*** Opening Data to examine ***
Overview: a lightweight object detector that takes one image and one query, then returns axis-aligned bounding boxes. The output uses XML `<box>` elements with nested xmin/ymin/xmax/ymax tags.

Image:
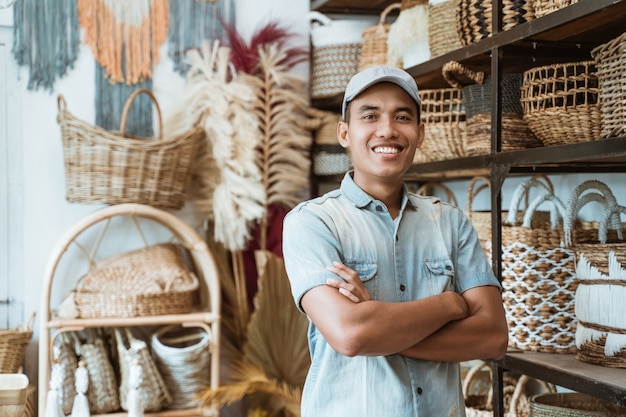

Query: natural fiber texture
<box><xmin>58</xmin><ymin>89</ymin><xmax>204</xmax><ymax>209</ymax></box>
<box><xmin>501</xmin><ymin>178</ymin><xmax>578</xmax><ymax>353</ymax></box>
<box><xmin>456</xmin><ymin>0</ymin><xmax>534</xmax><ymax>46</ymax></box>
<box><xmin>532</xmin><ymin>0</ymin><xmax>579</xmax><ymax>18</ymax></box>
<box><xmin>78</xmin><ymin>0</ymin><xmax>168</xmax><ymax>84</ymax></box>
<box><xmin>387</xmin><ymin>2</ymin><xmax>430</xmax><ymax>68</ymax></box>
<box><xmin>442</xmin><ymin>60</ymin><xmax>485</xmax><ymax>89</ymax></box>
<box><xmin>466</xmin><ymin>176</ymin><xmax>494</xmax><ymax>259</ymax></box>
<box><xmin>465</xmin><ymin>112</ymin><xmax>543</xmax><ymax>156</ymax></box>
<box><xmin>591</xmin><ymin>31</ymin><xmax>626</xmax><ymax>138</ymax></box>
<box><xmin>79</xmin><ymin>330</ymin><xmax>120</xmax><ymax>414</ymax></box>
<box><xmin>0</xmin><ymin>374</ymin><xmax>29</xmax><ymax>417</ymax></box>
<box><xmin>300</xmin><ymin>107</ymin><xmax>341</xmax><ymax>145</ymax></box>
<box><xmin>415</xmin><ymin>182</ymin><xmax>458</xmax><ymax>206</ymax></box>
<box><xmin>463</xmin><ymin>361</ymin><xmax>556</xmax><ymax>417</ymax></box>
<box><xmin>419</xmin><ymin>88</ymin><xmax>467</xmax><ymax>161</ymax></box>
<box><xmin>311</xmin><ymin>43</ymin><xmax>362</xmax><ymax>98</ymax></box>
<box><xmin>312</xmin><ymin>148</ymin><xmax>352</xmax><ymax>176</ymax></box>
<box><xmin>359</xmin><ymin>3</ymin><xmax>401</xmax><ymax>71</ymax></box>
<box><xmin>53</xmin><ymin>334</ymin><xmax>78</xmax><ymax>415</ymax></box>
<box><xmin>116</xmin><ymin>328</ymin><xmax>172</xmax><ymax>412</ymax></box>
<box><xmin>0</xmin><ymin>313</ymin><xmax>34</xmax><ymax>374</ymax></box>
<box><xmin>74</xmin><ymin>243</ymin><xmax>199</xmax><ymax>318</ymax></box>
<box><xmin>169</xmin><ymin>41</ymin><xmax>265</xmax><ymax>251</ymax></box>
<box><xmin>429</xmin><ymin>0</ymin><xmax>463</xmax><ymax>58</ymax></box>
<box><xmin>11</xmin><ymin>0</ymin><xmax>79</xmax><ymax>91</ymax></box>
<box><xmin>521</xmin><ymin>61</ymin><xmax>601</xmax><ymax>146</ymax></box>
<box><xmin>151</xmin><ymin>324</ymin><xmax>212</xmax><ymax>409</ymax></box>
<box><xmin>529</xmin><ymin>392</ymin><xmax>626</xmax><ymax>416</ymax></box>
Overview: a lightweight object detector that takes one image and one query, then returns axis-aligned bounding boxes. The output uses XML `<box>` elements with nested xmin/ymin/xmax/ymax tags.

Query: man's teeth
*** Closing Data to examine ***
Without including any picture, set down every line above exactly as it stands.

Response to the task:
Overview: a lightweight object detector that takes one image and one query, then returns axis-aligned bounding boxes. The output uses XML `<box>` elements with nested xmin/ymin/xmax/ymax tags.

Image:

Query: natural fiber texture
<box><xmin>58</xmin><ymin>89</ymin><xmax>204</xmax><ymax>209</ymax></box>
<box><xmin>501</xmin><ymin>178</ymin><xmax>578</xmax><ymax>353</ymax></box>
<box><xmin>456</xmin><ymin>0</ymin><xmax>534</xmax><ymax>46</ymax></box>
<box><xmin>532</xmin><ymin>0</ymin><xmax>579</xmax><ymax>18</ymax></box>
<box><xmin>78</xmin><ymin>0</ymin><xmax>168</xmax><ymax>84</ymax></box>
<box><xmin>387</xmin><ymin>2</ymin><xmax>430</xmax><ymax>68</ymax></box>
<box><xmin>442</xmin><ymin>60</ymin><xmax>485</xmax><ymax>89</ymax></box>
<box><xmin>466</xmin><ymin>176</ymin><xmax>494</xmax><ymax>259</ymax></box>
<box><xmin>465</xmin><ymin>112</ymin><xmax>543</xmax><ymax>156</ymax></box>
<box><xmin>591</xmin><ymin>31</ymin><xmax>626</xmax><ymax>138</ymax></box>
<box><xmin>79</xmin><ymin>330</ymin><xmax>120</xmax><ymax>414</ymax></box>
<box><xmin>0</xmin><ymin>374</ymin><xmax>29</xmax><ymax>417</ymax></box>
<box><xmin>300</xmin><ymin>107</ymin><xmax>341</xmax><ymax>145</ymax></box>
<box><xmin>415</xmin><ymin>182</ymin><xmax>458</xmax><ymax>206</ymax></box>
<box><xmin>463</xmin><ymin>361</ymin><xmax>556</xmax><ymax>417</ymax></box>
<box><xmin>419</xmin><ymin>88</ymin><xmax>467</xmax><ymax>161</ymax></box>
<box><xmin>311</xmin><ymin>43</ymin><xmax>362</xmax><ymax>98</ymax></box>
<box><xmin>312</xmin><ymin>148</ymin><xmax>352</xmax><ymax>176</ymax></box>
<box><xmin>359</xmin><ymin>3</ymin><xmax>401</xmax><ymax>71</ymax></box>
<box><xmin>53</xmin><ymin>334</ymin><xmax>78</xmax><ymax>415</ymax></box>
<box><xmin>116</xmin><ymin>328</ymin><xmax>172</xmax><ymax>412</ymax></box>
<box><xmin>0</xmin><ymin>313</ymin><xmax>34</xmax><ymax>374</ymax></box>
<box><xmin>74</xmin><ymin>243</ymin><xmax>199</xmax><ymax>318</ymax></box>
<box><xmin>169</xmin><ymin>41</ymin><xmax>265</xmax><ymax>251</ymax></box>
<box><xmin>429</xmin><ymin>0</ymin><xmax>463</xmax><ymax>58</ymax></box>
<box><xmin>11</xmin><ymin>0</ymin><xmax>79</xmax><ymax>91</ymax></box>
<box><xmin>521</xmin><ymin>61</ymin><xmax>601</xmax><ymax>146</ymax></box>
<box><xmin>151</xmin><ymin>324</ymin><xmax>212</xmax><ymax>409</ymax></box>
<box><xmin>529</xmin><ymin>392</ymin><xmax>626</xmax><ymax>416</ymax></box>
Overview: a lightweight object detector that takes one image and one query, then returns axis-aligned bounding boxes. The output uses XML `<box>` elements with nested xmin/ymin/xmax/ymax tags.

Query: man's teeth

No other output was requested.